── Source excerpt
By RUKMINI CALLIMACHI and ERIC SCHMITTJUNE 3, 2017

The bomber who killed 22 people at a pop concert in Manchester, England, last month had met in Libya with members of an Islamic State unit linked to the November 2015 Paris terrorist attack, according to current and retired intelligence officials.

The content of the communications between the attacker, Salman Abedi, and the terrorist cell remains unknown. But the possibility that he was directed or enabled by Islamic State operatives in Libya, as opposed to Syria, suggests that even as the group’s Middle East base is shrinking, at least one of its remote franchises is developing ways to continue attacks within Europe.

On visits to Tripoli as well as to the coastal Libyan town of Sabratha, Mr. Abedi met with operatives of the Katibat al-Battar al-Libi, a core Islamic State unit that was headquartered in Syria before some of its members dispersed to Libya.

Originally made up of Libyans who had gone to Syria to fight in the civil war, the unit became a magnet for French and Belgian foreign fighters, and several were dispatched to carry out attacks abroad. Some of the terrorist group’s most devastating hits in Europe, including the coordinated attack in Paris in 2015, were shaped by alumni of the brigade.

The contacts between Mr. Abedi and Battar members occurred when he went to Libya, especially in Tripoli and Sabratha, according to a retired European intelligence chief, who spoke on the condition of anonymity to discuss details of the case. The former official added that Mr. Abedi kept up contact with the group after returning to Manchester, his hometown.

When Mr. Abedi was in Britain, the contacts would sometimes happen by phone, the retired official said. If the content of the call was sensitive, Mr. Abedi used phones that were disposable, or dispatches were sent from Libya by his contacts to his “friend” — living in Germany or Belgium — who then sent it to Mr. Abedi in Britain, according to the former intelligence chief.

Mr. Abedi’s contacts with the Battar brigade members in Libya — though not the details of the methods used to communicate or the specific locations — were confirmed by a senior United States intelligence official, who also spoke on the condition of anonymity.

Both officials said that Mr. Abedi’s activities in Libya remained the focus of intensive investigations.
────
* Written problem A *
Rewrite the records from the line containing "of the chicken" through the line containing "column 100, row 143", replacing "release" with "update" and keeping everything else the same. Leave the pictures out of your answer.
The article and the records were drawn from unrelated sources.
── Given records
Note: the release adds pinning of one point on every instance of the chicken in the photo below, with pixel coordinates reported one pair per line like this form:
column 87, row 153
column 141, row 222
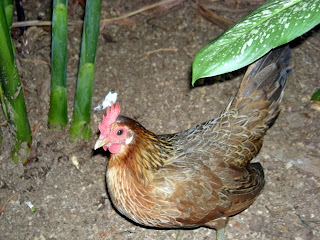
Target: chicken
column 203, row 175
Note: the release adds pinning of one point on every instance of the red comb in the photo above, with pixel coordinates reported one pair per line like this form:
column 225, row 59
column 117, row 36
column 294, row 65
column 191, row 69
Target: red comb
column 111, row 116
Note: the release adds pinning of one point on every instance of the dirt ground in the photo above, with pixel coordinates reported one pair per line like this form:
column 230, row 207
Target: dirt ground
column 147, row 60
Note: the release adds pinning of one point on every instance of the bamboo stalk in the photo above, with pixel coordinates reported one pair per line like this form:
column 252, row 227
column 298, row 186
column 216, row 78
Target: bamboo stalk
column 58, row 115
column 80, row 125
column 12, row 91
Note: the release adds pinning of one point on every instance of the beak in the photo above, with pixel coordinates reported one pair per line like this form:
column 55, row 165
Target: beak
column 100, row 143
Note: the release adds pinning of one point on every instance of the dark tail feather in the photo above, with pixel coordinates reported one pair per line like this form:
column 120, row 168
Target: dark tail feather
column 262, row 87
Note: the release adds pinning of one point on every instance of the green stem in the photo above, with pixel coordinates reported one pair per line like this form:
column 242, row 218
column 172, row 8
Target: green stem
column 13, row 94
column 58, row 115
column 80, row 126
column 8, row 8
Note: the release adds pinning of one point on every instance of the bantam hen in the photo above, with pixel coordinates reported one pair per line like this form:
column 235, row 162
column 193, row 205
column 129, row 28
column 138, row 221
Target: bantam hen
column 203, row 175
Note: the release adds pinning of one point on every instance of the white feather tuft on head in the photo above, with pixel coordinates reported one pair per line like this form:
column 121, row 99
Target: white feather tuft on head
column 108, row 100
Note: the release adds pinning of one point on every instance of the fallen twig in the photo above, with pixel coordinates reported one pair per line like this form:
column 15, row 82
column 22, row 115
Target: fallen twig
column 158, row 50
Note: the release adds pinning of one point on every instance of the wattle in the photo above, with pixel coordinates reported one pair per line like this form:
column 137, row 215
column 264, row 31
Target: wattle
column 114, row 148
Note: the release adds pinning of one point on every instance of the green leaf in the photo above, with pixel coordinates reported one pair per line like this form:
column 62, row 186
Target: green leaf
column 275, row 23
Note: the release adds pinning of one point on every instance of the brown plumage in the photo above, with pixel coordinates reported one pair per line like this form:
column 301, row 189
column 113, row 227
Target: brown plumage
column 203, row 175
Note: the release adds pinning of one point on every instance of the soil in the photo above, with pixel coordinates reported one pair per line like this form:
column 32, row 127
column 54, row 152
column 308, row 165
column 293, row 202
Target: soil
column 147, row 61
────
── Given records
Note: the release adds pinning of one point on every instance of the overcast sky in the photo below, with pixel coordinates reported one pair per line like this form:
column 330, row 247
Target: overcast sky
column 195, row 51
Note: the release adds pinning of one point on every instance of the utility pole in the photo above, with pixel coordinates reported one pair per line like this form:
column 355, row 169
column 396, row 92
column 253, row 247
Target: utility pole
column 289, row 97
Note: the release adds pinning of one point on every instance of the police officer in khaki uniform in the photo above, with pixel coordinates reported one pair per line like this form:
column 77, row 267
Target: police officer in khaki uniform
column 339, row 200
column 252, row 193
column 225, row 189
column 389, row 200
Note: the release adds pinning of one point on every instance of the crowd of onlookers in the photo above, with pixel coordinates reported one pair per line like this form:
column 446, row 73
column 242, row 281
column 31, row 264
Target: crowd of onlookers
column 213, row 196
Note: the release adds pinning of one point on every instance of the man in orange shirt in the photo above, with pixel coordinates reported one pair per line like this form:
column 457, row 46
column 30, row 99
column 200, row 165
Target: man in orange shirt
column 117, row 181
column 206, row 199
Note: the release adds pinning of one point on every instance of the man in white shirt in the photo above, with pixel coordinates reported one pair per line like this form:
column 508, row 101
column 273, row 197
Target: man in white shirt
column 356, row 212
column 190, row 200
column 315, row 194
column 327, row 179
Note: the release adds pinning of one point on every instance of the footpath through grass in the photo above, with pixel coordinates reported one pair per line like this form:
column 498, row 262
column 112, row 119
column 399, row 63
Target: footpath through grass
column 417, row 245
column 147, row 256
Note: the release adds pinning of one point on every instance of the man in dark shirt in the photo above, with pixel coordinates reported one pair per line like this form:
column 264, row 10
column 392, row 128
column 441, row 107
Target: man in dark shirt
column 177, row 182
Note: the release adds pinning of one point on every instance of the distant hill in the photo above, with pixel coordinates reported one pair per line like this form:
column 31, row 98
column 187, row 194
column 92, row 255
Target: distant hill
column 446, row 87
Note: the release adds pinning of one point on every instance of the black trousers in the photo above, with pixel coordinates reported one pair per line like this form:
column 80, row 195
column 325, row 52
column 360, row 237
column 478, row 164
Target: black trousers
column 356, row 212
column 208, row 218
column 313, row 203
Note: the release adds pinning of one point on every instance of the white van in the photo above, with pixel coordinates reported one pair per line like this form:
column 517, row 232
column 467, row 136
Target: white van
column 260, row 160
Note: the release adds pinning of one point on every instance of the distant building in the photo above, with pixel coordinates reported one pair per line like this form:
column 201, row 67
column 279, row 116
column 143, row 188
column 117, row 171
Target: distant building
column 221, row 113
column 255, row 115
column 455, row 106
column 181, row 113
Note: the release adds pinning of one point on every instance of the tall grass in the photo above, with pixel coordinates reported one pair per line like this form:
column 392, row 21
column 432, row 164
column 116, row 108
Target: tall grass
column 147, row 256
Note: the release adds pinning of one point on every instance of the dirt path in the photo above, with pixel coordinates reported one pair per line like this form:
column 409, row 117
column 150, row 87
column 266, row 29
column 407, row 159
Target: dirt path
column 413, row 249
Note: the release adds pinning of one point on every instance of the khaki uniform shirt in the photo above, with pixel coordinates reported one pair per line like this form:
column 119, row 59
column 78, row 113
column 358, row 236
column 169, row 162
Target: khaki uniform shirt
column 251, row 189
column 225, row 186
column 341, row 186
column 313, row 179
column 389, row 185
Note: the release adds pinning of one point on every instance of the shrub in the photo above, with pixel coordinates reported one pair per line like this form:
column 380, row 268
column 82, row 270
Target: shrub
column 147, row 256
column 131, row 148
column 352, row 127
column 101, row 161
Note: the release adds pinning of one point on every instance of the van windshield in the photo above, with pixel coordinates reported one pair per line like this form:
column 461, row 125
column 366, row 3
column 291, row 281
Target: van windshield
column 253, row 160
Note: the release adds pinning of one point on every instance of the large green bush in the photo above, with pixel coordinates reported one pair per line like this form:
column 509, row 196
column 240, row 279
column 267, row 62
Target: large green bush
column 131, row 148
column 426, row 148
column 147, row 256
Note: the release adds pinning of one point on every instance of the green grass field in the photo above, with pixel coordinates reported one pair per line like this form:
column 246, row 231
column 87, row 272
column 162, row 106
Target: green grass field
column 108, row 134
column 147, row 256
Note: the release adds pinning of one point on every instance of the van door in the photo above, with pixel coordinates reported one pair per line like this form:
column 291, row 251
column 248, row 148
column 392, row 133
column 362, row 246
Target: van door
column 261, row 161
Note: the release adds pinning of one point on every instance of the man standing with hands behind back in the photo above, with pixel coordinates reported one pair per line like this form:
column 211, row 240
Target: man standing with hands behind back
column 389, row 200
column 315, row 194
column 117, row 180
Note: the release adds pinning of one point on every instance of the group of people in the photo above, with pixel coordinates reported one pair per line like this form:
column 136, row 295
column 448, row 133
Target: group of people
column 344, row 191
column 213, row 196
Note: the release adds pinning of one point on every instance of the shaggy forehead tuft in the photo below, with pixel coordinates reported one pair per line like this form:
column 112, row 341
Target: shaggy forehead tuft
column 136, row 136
────
* Written problem B *
Answer these questions from the article on the Manchester bomber:
(i) How many people were killed at the pop concert in Manchester?
(ii) In which two Libyan places did Mr. Abedi meet operatives of the Battar unit?
(iii) Where was the Katibat al-Battar al-Libi headquartered before some of its members dispersed to Libya?

* Solution A *
Note: the update adds pinning of one point on every instance of the chicken in the photo below, with pixel coordinates reported one pair per line like this form:
column 87, row 153
column 141, row 222
Target: chicken
column 203, row 175
Note: the update adds pinning of one point on every instance of the red comb in the photo above, with pixel coordinates reported one pair per line like this form:
column 225, row 59
column 117, row 36
column 294, row 65
column 191, row 69
Target: red comb
column 111, row 116
Note: the update adds pinning of one point on every instance of the dirt ground in the photo above, with pixel coordinates reported one pair per line like this form:
column 230, row 207
Target: dirt ground
column 147, row 60
Note: the update adds pinning of one point on every instance of the bamboo stalk in the photo above, with pixel coordinates reported one pair per line like this form:
column 252, row 227
column 298, row 186
column 216, row 78
Target: bamboo stalk
column 58, row 115
column 80, row 125
column 12, row 91
Note: the update adds pinning of one point on every instance of the beak in the photo above, with pixel coordinates reported one pair per line like this form:
column 55, row 165
Target: beak
column 100, row 143

* Solution B *
(i) 22 people.
(ii) Tripoli and Sabratha.
(iii) Syria.